Convert these lines into a Markdown table with two columns, Row and Line, where Row holds a running number and Line holds the text of each line. Include every line and leave out any blank ones.

- - - -

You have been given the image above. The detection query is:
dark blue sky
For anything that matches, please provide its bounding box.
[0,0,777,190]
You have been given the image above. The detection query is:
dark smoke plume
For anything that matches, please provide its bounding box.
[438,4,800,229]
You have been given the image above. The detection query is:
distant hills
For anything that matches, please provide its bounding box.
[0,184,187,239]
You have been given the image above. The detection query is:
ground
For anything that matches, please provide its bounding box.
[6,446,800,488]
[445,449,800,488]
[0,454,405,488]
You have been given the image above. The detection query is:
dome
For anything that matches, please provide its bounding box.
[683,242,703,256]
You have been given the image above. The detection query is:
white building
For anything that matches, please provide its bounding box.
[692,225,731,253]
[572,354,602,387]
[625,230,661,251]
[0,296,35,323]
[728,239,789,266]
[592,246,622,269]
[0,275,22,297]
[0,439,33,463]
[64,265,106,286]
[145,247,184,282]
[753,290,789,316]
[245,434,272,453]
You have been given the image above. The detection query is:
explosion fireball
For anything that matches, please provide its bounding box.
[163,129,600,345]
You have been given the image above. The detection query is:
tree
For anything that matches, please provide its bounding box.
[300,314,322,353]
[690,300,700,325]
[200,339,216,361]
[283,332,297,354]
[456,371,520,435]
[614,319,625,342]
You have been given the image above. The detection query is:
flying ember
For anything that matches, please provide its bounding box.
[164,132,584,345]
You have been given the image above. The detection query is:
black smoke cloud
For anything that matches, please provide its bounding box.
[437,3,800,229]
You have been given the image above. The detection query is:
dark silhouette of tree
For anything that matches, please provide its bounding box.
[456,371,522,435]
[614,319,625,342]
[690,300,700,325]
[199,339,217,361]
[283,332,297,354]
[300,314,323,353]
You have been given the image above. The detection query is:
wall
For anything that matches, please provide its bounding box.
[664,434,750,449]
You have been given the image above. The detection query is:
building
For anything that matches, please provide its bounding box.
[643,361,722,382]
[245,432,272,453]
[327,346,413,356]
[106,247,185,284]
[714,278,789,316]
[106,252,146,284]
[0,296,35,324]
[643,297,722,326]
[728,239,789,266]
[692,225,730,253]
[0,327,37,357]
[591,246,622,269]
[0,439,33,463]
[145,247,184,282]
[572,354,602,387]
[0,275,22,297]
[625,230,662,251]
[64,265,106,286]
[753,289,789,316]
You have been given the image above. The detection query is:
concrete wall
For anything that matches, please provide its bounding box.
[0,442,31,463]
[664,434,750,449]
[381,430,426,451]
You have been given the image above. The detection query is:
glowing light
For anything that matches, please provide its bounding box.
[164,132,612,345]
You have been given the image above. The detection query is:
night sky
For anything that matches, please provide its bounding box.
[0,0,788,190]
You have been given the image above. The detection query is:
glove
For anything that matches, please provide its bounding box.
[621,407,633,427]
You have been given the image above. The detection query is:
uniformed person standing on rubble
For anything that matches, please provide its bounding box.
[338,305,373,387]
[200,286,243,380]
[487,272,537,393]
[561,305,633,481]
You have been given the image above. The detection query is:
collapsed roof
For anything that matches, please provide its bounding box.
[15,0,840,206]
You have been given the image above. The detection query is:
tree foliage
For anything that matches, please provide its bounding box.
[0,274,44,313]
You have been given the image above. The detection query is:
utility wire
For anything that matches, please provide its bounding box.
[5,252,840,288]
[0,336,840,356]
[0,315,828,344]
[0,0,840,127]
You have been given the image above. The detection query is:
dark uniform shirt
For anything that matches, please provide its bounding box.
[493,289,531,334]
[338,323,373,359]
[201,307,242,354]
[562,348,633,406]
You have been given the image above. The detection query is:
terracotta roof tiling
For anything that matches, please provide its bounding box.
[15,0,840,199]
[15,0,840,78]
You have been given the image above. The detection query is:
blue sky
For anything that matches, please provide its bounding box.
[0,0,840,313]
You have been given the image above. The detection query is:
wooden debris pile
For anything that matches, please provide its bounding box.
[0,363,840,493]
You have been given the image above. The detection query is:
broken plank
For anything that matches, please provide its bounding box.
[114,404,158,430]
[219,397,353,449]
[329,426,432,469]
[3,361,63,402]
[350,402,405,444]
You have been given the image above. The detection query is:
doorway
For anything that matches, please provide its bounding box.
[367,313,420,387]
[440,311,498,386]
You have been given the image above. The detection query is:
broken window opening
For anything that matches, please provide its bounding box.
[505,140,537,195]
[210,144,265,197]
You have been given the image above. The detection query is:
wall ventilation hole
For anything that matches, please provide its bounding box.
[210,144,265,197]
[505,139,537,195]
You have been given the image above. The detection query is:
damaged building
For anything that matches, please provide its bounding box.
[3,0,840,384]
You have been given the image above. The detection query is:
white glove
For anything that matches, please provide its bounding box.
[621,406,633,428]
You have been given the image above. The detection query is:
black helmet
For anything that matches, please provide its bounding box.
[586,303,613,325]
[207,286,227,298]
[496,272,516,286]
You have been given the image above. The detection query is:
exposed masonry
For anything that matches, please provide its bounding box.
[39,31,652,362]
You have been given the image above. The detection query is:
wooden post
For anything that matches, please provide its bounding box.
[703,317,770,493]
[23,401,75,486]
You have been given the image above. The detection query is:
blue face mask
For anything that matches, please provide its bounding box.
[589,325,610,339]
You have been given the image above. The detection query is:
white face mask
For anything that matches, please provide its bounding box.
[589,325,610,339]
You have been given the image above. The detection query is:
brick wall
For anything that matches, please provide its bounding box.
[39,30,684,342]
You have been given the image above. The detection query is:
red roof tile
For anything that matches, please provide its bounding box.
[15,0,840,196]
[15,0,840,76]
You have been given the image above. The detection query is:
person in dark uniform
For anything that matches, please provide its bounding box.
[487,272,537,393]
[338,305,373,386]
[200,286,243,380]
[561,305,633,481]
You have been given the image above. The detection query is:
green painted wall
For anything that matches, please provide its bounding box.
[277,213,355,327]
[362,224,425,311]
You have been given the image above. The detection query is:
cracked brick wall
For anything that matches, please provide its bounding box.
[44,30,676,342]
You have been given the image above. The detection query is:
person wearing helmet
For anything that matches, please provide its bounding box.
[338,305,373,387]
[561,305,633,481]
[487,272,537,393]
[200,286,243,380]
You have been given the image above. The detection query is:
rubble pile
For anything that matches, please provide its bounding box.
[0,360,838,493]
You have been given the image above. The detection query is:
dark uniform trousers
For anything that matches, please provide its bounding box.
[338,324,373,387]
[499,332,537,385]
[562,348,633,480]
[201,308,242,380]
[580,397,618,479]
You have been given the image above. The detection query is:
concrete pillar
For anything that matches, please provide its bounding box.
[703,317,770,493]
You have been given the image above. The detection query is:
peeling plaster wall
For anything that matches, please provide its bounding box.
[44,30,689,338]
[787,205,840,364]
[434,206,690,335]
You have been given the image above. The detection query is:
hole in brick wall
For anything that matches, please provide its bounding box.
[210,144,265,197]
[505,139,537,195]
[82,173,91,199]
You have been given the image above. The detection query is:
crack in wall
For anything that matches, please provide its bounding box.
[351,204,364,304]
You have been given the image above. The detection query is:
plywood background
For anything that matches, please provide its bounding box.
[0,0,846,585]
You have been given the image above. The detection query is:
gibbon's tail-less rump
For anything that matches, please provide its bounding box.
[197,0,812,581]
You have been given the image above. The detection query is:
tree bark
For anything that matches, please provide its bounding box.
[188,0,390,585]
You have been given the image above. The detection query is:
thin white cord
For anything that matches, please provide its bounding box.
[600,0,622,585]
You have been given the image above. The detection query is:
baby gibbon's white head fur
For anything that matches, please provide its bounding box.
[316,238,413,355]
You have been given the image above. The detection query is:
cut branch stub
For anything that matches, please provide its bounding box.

- - - -

§ **The output**:
| Row | Line |
|---|---|
| 1 | You have been given the image above. The detection query is: |
| 2 | dark blue sky |
| 3 | For anything that matches, please provide its bounding box. |
| 4 | [0,0,777,190] |
| 5 | You have been given the image above. The detection query is: |
| 6 | dark smoke plume |
| 7 | For anything that matches, please provide its bounding box. |
| 8 | [438,4,800,229] |
| 9 | You have been given the image above. The detection query is: |
| 10 | distant hills |
| 11 | For anything that matches, please provide its bounding box. |
| 12 | [0,184,187,239] |
| 13 | You have been given the image above. The detection query is: |
| 14 | ground |
| 15 | For anything that matches, please provide its bounding box. |
| 16 | [6,446,800,488] |
| 17 | [445,449,800,488] |
| 18 | [0,454,405,488] |
| 19 | You have been given the image above. The detection query is: |
| 20 | dome |
| 21 | For anything that matches, please provide its bounding box. |
| 22 | [683,242,703,256] |
| 23 | You have been given the image above. The detection query is: |
| 24 | white building |
| 25 | For anything that matches, please provide its bounding box. |
| 26 | [692,225,731,253] |
| 27 | [572,354,602,387] |
| 28 | [625,230,661,251] |
| 29 | [0,296,35,323] |
| 30 | [728,239,789,266] |
| 31 | [592,246,622,269] |
| 32 | [0,275,22,297] |
| 33 | [0,439,33,463] |
| 34 | [64,265,106,286] |
| 35 | [145,247,184,282] |
| 36 | [753,290,789,316] |
| 37 | [245,434,272,453] |
| 38 | You have been given the image above. The detection query is: |
| 39 | explosion fireball |
| 40 | For anything that matches, please provide its bounding box. |
| 41 | [163,129,600,345] |
| 42 | You have been given the image above. The detection query is: |
| 43 | tree |
| 44 | For anything that matches, please provide its bounding box. |
| 45 | [300,314,322,353] |
| 46 | [690,300,700,325] |
| 47 | [200,339,216,361] |
| 48 | [283,332,297,354] |
| 49 | [456,371,520,435] |
| 50 | [614,319,625,342] |
| 51 | You have been given the image above. The detection query is: |
| 52 | flying ember |
| 53 | For anything that matches, please provide its bounding box. |
| 54 | [164,132,584,345] |
| 55 | You have been given the image above. The detection query is: |
| 56 | black smoke cloud |
| 57 | For anything that matches, please provide its bounding box. |
| 58 | [437,3,800,229] |
| 59 | You have been given the image above. The detection query is: |
| 60 | dark silhouette of tree |
| 61 | For anything that matches, please provide its bounding box. |
| 62 | [456,371,522,435] |
| 63 | [614,319,625,342] |
| 64 | [690,300,700,325] |
| 65 | [199,339,217,361] |
| 66 | [283,332,297,354] |
| 67 | [300,314,323,353] |
| 68 | You have been given the image above. The detection query is: |
| 69 | wall |
| 70 | For anything that matches, please provide its bounding box. |
| 71 | [664,434,750,449] |
| 72 | You have been given the image above. The detection query is: |
| 73 | building |
| 74 | For anything that matches, please provide its bounding box. |
| 75 | [643,361,722,382] |
| 76 | [245,432,272,453] |
| 77 | [327,346,413,356] |
| 78 | [106,247,185,284] |
| 79 | [714,278,789,316] |
| 80 | [106,252,146,284] |
| 81 | [0,296,35,324] |
| 82 | [643,297,722,326] |
| 83 | [728,239,789,266] |
| 84 | [692,225,730,253] |
| 85 | [0,327,37,357] |
| 86 | [591,246,622,269] |
| 87 | [0,439,33,463] |
| 88 | [145,247,184,282] |
| 89 | [572,354,602,387] |
| 90 | [0,275,22,297] |
| 91 | [625,230,662,251] |
| 92 | [64,265,106,286] |
| 93 | [753,289,789,316] |
| 94 | You have been given the image above. The detection query is: |
| 95 | concrete wall |
| 96 | For anything that matches, please provide its bounding box. |
| 97 | [0,442,31,463] |
| 98 | [664,434,750,449] |
| 99 | [381,430,426,451] |
| 100 | You have been given the image above. The detection query is: |
| 101 | glowing light |
| 102 | For anything that matches, please provide its bounding box. |
| 103 | [164,132,612,345] |
| 104 | You have been given the image above. The detection query is: |
| 105 | night sky |
| 106 | For anything that matches, please provide its bounding box. |
| 107 | [0,0,788,190] |
| 108 | You have been given the image above. The detection query is: |
| 109 | glove |
| 110 | For anything that matches, please provide its bounding box. |
| 111 | [621,407,633,427] |
| 112 | You have been given the image above. The detection query is: |
| 113 | uniformed person standing on rubble |
| 114 | For anything that matches, please provide its bounding box. |
| 115 | [338,305,373,387] |
| 116 | [200,286,243,380] |
| 117 | [487,272,537,393] |
| 118 | [561,305,633,481] |
| 119 | You have been given the image above. The detection query is: |
| 120 | collapsed roof |
| 121 | For anything that matches, please provide its bounding box. |
| 122 | [15,0,840,206] |
| 123 | You have been given the image above. The detection query is: |
| 124 | tree foliage |
| 125 | For anything that matches, please provide its bounding box. |
| 126 | [0,274,44,313] |
| 127 | You have been given the image above. The detection query is: |
| 128 | utility wire |
| 129 | For anything that matches, please provide its bounding box. |
| 130 | [5,252,840,288] |
| 131 | [0,336,840,356] |
| 132 | [0,315,828,344] |
| 133 | [0,0,840,127] |
| 134 | You have been given the image above. The detection query is: |
| 135 | dark uniform shirt |
| 136 | For anything that matches, please provide its bounding box. |
| 137 | [493,289,531,334] |
| 138 | [338,323,373,359] |
| 139 | [201,307,242,354] |
| 140 | [562,348,633,406] |
| 141 | You have been given the image above. The detection query is: |
| 142 | terracotta roof tiling |
| 143 | For anything that matches, please provide its bounding box. |
| 144 | [15,0,840,199] |
| 145 | [15,0,840,78] |
| 146 | You have been given the image above. The detection query is: |
| 147 | blue sky |
| 148 | For anything that matches, please provide its bounding box. |
| 149 | [0,0,840,313] |
| 150 | You have been given the image above. The detection query is: |
| 151 | wooden debris pile |
| 152 | For anything that matches, please provide its bounding box. |
| 153 | [0,363,840,493] |
| 154 | You have been given the image above. The detection query is: |
| 155 | broken plank |
| 156 | For anything that matches, please provide its bounding box. |
| 157 | [114,404,158,430] |
| 158 | [219,397,353,449] |
| 159 | [329,426,432,469] |
| 160 | [3,361,63,402] |
| 161 | [350,402,405,444] |
| 162 | You have been given the image above. The detection query is: |
| 163 | doorway |
| 164 | For anything that matches, please provide its bounding box. |
| 165 | [367,313,420,387] |
| 166 | [440,311,498,386] |
| 167 | You have been given the image above. The detection query is: |
| 168 | broken window opening |
| 169 | For anything that matches, please provide its bounding box. |
| 170 | [505,140,537,195] |
| 171 | [210,144,265,197] |
| 172 | You have been given the image above. The detection query is: |
| 173 | wall ventilation hole |
| 174 | For anything that matches, please provide its bounding box. |
| 175 | [210,144,265,197] |
| 176 | [505,139,537,195] |
| 177 | You have been given the image above. The detection query is: |
| 178 | damaged building |
| 179 | For anything that matches, please provide its bounding box. |
| 180 | [3,0,840,384] |
| 181 | You have been given the image above. The detection query is: |
| 182 | white glove |
| 183 | For anything that matches, please provide its bounding box. |
| 184 | [621,406,633,428] |
| 185 | You have been given the image above. The detection query is: |
| 186 | black helmet |
| 187 | For anything that matches, please provide its bounding box. |
| 188 | [586,303,613,325] |
| 189 | [207,286,227,298] |
| 190 | [496,272,516,286] |
| 191 | You have been given the image above. The detection query is: |
| 192 | exposed masonry |
| 193 | For anything that matches, please provide its bounding box. |
| 194 | [39,31,652,362] |
| 195 | You have been given the image above. The detection query is: |
| 196 | wooden post |
| 197 | For anything that matches, please provide its bounding box. |
| 198 | [703,317,770,493] |
| 199 | [23,401,75,486] |
| 200 | You have been given the image above. The detection query is: |
| 201 | blue face mask |
| 202 | For anything that matches, please provide its bounding box. |
| 203 | [589,325,610,339] |
| 204 | You have been given the image above. The detection query is: |
| 205 | white face mask |
| 206 | For anything that matches, please provide its bounding box. |
| 207 | [589,325,610,339] |
| 208 | You have been given the image above. The detection query is: |
| 209 | brick wall |
| 210 | For anything that matches, please provide its bounding box. |
| 211 | [39,30,684,342] |
| 212 | You have been given the image above. The detection query is: |
| 213 | red roof tile |
| 214 | For anything that matches, please provide its bounding box. |
| 215 | [15,0,840,196] |
| 216 | [15,0,840,76] |
| 217 | You have been given the image above. The detection query is: |
| 218 | person in dark uniform |
| 219 | For anything that matches, please provide its bounding box. |
| 220 | [487,272,537,393] |
| 221 | [338,305,373,386] |
| 222 | [200,286,243,380] |
| 223 | [561,305,633,481] |
| 224 | You have been given the image above. The detection query is: |
| 225 | green painted wall |
| 226 | For anything that matches, please provide its bounding box. |
| 227 | [277,213,355,327] |
| 228 | [362,224,425,311] |
| 229 | You have been given the image above. The detection query is: |
| 230 | cracked brick wall |
| 231 | For anything that matches, please provide its bounding box. |
| 232 | [44,30,676,342] |
| 233 | You have been given the image above. The detection query is: |
| 234 | person wearing helmet |
| 235 | For anything that matches, please provide its bounding box. |
| 236 | [338,305,373,387] |
| 237 | [561,305,633,481] |
| 238 | [487,272,537,393] |
| 239 | [200,286,243,380] |
| 240 | You have been given the image above. The detection query is: |
| 241 | rubble pile |
| 242 | For anything that matches, please provide its bounding box. |
| 243 | [0,360,838,493] |
| 244 | You have been given the image above. The detection query is: |
| 245 | dark uniform trousers |
| 246 | For anything that matches, please provide its bounding box. |
| 247 | [338,324,373,387] |
| 248 | [499,332,537,385] |
| 249 | [562,348,633,480] |
| 250 | [201,308,242,380] |
| 251 | [580,397,618,479] |
| 252 | You have been given the image above. The detection query is: |
| 253 | concrete pillar |
| 254 | For anything that matches, please provide its bounding box. |
| 255 | [703,317,770,493] |
| 256 | You have been given the image above. The detection query is: |
| 257 | peeling plaster wall |
| 258 | For anything that matches, please provide its bounding box. |
| 259 | [44,30,689,338] |
| 260 | [787,205,840,364] |
| 261 | [434,206,690,335] |
| 262 | You have been given the image above. The detection query is: |
| 263 | hole in brick wall |
| 264 | For anything that matches, please provide its bounding box. |
| 265 | [210,144,265,197] |
| 266 | [505,139,537,195] |
| 267 | [82,173,91,199] |
| 268 | You have been given the image above. The detection query is: |
| 269 | crack in wall |
| 270 | For anything that matches, please provide its bounding box. |
| 271 | [351,204,364,304] |
| 272 | You have been given the image above. The detection query is: |
| 273 | plywood background |
| 274 | For anything that matches, please provide its bounding box. |
| 275 | [0,0,846,585] |
| 276 | You have been given the image above. The detection query is: |
| 277 | gibbon's tail-less rump |
| 278 | For anything that matches, please provide its bounding box. |
| 279 | [197,0,812,581] |
| 280 | You have been given the image above. The detection query is: |
| 281 | tree bark |
| 282 | For anything that matches, please provide its bounding box. |
| 283 | [188,0,390,585] |
| 284 | You have been given the image above. The detection query is: |
| 285 | thin white cord |
| 286 | For anything that matches, please provide its bounding box. |
| 287 | [600,0,622,585] |
| 288 | You have been given the image above. The detection query is: |
| 289 | baby gibbon's white head fur |
| 290 | For anything that matches, please provide its bounding box. |
| 291 | [316,238,413,355] |
| 292 | You have been given the image above. The detection query is: |
| 293 | cut branch stub |
| 294 | For anything that matches, please provide its bounding box. |